AIM OF THE TASK =
Continue the commentary below on the US bank failures and Biden's response, picking up after its last sentence.

There is indeed a case to be optimistic. The US Federal Reserve continued to increase interest rates in the last week, after the three banks in the US went under. The positive way to read this event is that the US government is quite sure that if it went ahead to raise rates, the adverse impact of this move would not trigger a continued run on banks.


Biden was out in front to take credit. According to CNN, he said his administration has done a “pretty damn good job” working to resolve the banking crisis and said he thought it will “take a little while for things to just calm down.” Of course, he would say that. But did he admit to pumping the economy with so much money during the New Monetary Theory fiscal expansion that the excess money went into the banking system forcing banks to deal with hugely expanded liabilities which required unplanned and aggressive asset expansion? Did he also admit to causing the 40-year record inflation that followed the huge expansion of the money supply, and his foreign policies that disrupted global supply chains and which led to bonds going into a collapse which blew a hole in the banks’ balance sheets.

Of course he didn’t.

In fact, he even said, as reported by the same pro-Administration CNN report, “I don’t see anything on the horizon that’s about to explode but I do understand there’s an unease about this and these midsize banks have to be able to survive and I think they’ll be able to do that” citing the policy that the Federal Deposit Insurance Corporation will use the power it has to “guarantee those loans above $250K like they did already.”

That’s Biden, without even giving a passing nod to the moral hazard issues that his Administration will face when more banks come under pressure. This is the same type of empty promise given to the Ukrainians that they will get support “as long as it takes”. As it turns out, NATO has run out of supplies to provide to Kyiv, and those poor fellas on the frontline are facing an ammo shortage as the Russians prove to be far better equipped. This is the nature of Biden’s presidency, marked by overestimation of his own capabilities and ultimately an inability to keep to its promises.


And that’s the optimistic interpretation of the banking events.

 

If Biden is wrong, then more banks will fail. In his promise, Biden did not say that the government will save the banks. They will only save the depositors. As we have already seen in the case of Credit Suisse, the banks can still go under even if the depositors are kept whole. It would just be a limited form of bailout, and not in the way which happened after the 2008 crisis when the banks were saved by zero interest rates, allowing them to rebuild their balance sheets.

MATERIAL SUPPLIED =

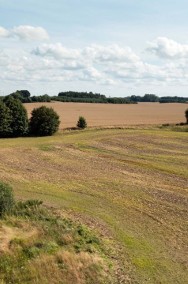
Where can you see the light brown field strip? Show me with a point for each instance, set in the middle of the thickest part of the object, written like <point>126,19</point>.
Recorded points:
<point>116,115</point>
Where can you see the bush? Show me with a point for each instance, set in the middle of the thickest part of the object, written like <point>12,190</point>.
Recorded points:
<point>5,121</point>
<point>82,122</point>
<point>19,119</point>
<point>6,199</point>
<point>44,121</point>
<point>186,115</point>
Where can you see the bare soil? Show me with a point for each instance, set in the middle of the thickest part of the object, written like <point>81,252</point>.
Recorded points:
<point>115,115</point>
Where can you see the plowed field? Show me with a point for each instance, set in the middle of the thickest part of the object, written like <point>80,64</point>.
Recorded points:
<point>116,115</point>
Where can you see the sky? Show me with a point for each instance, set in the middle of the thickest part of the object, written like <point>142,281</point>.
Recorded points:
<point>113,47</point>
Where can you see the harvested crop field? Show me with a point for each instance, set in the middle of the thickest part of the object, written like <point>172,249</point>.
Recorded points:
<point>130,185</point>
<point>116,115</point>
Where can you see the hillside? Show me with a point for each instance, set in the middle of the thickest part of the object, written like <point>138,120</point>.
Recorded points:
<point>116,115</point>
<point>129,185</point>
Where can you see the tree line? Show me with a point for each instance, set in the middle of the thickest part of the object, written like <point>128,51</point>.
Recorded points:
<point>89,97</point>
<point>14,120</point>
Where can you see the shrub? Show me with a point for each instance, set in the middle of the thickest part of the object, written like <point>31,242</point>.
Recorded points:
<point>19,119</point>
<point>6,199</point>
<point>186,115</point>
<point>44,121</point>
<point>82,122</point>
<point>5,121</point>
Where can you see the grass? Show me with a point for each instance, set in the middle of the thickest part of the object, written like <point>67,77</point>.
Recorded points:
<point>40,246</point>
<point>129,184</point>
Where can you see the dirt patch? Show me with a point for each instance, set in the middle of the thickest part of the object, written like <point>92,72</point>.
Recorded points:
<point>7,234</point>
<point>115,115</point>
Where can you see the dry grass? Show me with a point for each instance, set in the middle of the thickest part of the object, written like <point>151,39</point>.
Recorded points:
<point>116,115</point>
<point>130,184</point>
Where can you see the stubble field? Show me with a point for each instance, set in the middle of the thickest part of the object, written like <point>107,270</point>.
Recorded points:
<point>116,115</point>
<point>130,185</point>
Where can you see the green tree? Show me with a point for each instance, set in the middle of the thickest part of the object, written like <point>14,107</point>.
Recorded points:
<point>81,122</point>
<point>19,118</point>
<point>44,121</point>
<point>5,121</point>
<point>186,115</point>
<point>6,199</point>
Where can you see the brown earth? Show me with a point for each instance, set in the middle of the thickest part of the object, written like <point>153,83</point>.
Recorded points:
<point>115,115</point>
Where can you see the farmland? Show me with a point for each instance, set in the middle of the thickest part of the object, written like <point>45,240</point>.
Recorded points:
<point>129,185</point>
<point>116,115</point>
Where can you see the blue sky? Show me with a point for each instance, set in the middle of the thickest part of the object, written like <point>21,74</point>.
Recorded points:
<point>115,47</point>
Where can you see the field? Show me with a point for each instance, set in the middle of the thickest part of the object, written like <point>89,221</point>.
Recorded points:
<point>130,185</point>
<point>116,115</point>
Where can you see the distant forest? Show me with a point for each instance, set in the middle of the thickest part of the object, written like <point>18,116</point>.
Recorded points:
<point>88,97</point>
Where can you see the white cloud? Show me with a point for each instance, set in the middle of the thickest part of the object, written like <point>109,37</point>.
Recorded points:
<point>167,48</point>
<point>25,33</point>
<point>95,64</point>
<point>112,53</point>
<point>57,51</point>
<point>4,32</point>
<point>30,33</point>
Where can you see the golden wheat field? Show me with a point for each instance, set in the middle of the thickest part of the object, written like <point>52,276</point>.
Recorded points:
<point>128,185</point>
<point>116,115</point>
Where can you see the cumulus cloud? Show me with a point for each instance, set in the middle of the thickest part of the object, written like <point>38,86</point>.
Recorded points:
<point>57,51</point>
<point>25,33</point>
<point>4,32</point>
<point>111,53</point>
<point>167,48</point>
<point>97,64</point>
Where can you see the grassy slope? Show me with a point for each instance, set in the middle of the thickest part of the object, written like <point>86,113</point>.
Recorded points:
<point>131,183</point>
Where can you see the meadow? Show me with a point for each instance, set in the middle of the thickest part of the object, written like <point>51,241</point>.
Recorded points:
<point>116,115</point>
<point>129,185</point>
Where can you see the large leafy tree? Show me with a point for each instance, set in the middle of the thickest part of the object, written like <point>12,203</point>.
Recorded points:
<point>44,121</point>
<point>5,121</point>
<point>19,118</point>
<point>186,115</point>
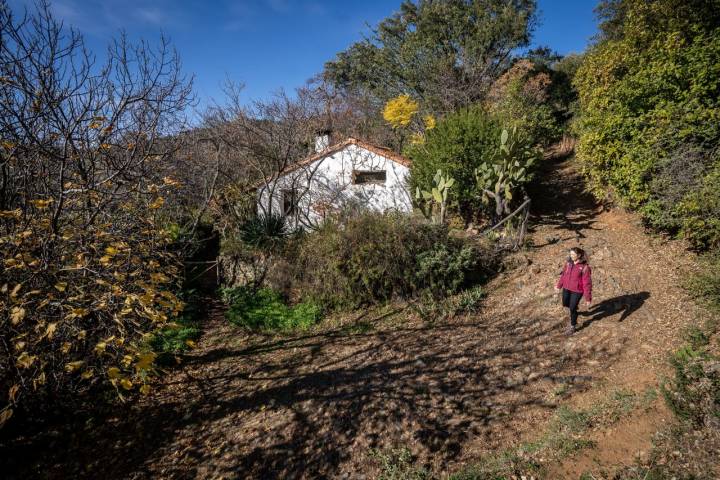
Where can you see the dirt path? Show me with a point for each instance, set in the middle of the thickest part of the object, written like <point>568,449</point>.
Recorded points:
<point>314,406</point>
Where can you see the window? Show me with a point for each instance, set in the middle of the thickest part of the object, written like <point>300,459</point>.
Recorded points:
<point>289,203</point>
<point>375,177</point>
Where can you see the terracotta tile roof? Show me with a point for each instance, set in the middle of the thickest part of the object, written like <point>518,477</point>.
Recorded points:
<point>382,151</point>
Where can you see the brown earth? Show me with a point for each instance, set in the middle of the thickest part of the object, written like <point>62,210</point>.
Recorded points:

WRITTEN ANSWER =
In my humble opinion, there is still a lot more work to be done, for the current banking crisis not to worsen to the extent that happened between 2008-2012. I am not the only one who thinks so. Here is an article in USA Today:

SVB, Signature Bank collapse puts Joe Biden's leadership to the test (usatoday.com)

 

But while guaranteeing all depositors will be an effective solution to the problem of a run on the banks, as I said in my blog last week, it is not the end of all problems. The run on deposits has been contained. That’s true. But there is still the problem of the gaping hole between asset values and liability values on the balance sheets of the medium sized banks in the country. And more importantly, even the contagion of fear, rather than the contagion of failure (not exactly the same thing), will lead to a slowdown in economic activity as we can see below:

How the Banking Crisis could ripple through the economy
How the banking crisis could ripple through the economy (axios.com)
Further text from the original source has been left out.